ENTRIES PROVIDED:
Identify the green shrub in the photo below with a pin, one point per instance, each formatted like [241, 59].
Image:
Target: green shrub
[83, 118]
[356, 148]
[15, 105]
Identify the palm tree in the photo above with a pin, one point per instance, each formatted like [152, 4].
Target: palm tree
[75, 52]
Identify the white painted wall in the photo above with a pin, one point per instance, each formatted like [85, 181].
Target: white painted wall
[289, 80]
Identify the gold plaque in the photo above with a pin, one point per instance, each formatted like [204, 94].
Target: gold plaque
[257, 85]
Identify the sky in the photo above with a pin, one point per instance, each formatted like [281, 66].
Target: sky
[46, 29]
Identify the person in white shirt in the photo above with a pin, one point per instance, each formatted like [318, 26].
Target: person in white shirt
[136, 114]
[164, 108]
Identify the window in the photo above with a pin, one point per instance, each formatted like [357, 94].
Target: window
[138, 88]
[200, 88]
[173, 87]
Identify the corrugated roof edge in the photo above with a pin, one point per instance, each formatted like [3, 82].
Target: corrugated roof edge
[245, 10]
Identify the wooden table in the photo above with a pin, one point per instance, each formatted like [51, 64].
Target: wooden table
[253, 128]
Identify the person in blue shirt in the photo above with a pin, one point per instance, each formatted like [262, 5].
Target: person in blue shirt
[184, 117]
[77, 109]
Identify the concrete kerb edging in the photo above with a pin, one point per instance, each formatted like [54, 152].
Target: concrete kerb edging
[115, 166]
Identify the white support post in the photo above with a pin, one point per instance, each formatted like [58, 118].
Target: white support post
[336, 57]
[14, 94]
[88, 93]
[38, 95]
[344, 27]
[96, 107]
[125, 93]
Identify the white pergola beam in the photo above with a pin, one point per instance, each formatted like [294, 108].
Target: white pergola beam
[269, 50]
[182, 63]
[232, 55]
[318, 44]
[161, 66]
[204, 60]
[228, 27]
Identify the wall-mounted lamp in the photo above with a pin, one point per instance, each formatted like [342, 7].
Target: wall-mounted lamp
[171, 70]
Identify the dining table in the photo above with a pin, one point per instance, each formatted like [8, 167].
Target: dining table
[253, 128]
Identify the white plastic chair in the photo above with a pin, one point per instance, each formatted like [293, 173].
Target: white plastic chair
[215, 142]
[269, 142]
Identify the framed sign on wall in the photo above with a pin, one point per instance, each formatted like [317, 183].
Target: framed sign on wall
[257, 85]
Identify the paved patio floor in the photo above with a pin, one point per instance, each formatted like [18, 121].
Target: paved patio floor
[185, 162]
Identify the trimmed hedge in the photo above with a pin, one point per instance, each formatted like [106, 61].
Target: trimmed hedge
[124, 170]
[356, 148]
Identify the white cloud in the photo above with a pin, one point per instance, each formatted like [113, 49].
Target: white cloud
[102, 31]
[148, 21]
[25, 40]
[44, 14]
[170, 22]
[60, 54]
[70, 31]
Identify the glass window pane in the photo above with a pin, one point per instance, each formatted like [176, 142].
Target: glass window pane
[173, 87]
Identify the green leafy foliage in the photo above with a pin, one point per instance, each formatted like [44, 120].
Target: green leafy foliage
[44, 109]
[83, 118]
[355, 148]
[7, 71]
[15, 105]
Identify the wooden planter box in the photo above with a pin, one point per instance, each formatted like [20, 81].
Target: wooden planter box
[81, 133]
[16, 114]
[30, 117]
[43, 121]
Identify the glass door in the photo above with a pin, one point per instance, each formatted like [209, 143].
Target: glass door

PROBLEM: Repeat every line of the material above word for word, without changing anything.

ANSWER IN FULL:
Identify the green shrub in the photo below with a pin, one point per instance, each formatted like [241, 59].
Image:
Target: green shrub
[83, 118]
[356, 148]
[15, 105]
Identify the palm tree in the photo above with a pin, one point per instance, each formatted like [152, 4].
Target: palm tree
[75, 52]
Identify the white painted wall in the photo above with a pin, one point per instance, each formatted like [85, 181].
Target: white painted wall
[289, 80]
Identify the gold plaque in the photo above with a pin, one point per instance, each formatted like [204, 94].
Target: gold plaque
[257, 85]
Identify the sky in the photo above with a pin, one point per instance, each formatted like [281, 66].
Target: sky
[46, 29]
Identify the person in white shirt in the photo above with a pin, one point per instance, each formatted like [318, 26].
Target: person in white shirt
[136, 114]
[164, 108]
Identify the window in the photo above with a pin, one point per instance, each formatted like [357, 94].
Target: window
[138, 88]
[200, 88]
[173, 87]
Identify the corrugated roof edge in the photo above with a pin, one point per instance, each formatted like [3, 82].
Target: corrugated roof edge
[245, 10]
Identify the wooden table in the photo above with a pin, one point per instance, each formatted like [51, 64].
Target: wooden table
[253, 128]
Identify the person in blue shirt in the photo above with a pin, one point per instance, each formatted like [262, 5].
Target: person in blue shirt
[184, 117]
[77, 109]
Identify the concrete kerb edging in the photo above with a pin, one point per instance, each formatted like [54, 152].
Target: concrete kerb edging
[115, 166]
Identify the white support post in the photo above with a pin, one point per instance, each formatted like [58, 118].
Target: white support post
[336, 57]
[14, 94]
[88, 93]
[38, 95]
[344, 27]
[96, 107]
[125, 93]
Identify the white pergola beam in the photo above with a pin, one point per instance, each formatted like [294, 108].
Target: white pergola beam
[269, 50]
[182, 63]
[232, 55]
[318, 44]
[161, 66]
[204, 60]
[228, 27]
Identify the wall-mounted lamp in the photo above with a pin, one point per instance, each formatted like [342, 7].
Target: wall-mounted lamp
[171, 70]
Identify the dining table in the photo above with a pin, one point per instance, each formatted like [8, 167].
Target: dining table
[253, 128]
Identify the white plastic chair in the photo above with a pin, one point per instance, each formatted like [293, 173].
Target: white plastic chair
[215, 142]
[269, 142]
Identify the framed sign on wall in the photo above with a pin, one point per instance, each formatted like [317, 183].
Target: framed sign on wall
[257, 85]
Identify the paved patio floor in the photo above with a pin, one point per instance, each formatted like [18, 121].
Target: paved patio floor
[185, 162]
Identify the trimmed hedge in the photo above with a pin, one point per instance, each formatted like [106, 61].
Target: trimmed hedge
[124, 170]
[356, 148]
Identify the white cloud in the photo above with a pin, one point per instance, each formatted like [113, 49].
Target: white cloud
[102, 31]
[148, 21]
[25, 40]
[44, 14]
[170, 22]
[60, 54]
[70, 31]
Identify the glass window pane in the photo above with a pin, one point per instance, each formatted like [176, 142].
Target: glass window pane
[173, 87]
Identify the green leafy foliage in the photo above with a pin, one point per instance, each formatted like [44, 120].
Target: green leafy foliage
[44, 109]
[83, 118]
[355, 148]
[7, 71]
[15, 105]
Identify the wooden planter box in the photo above with a pin, one point per instance, each formatted like [20, 81].
Target: wooden planter box
[81, 133]
[16, 114]
[30, 117]
[43, 121]
Identify the glass door in the photo above with a pin, one point per instance, each formatted like [209, 143].
Target: glass door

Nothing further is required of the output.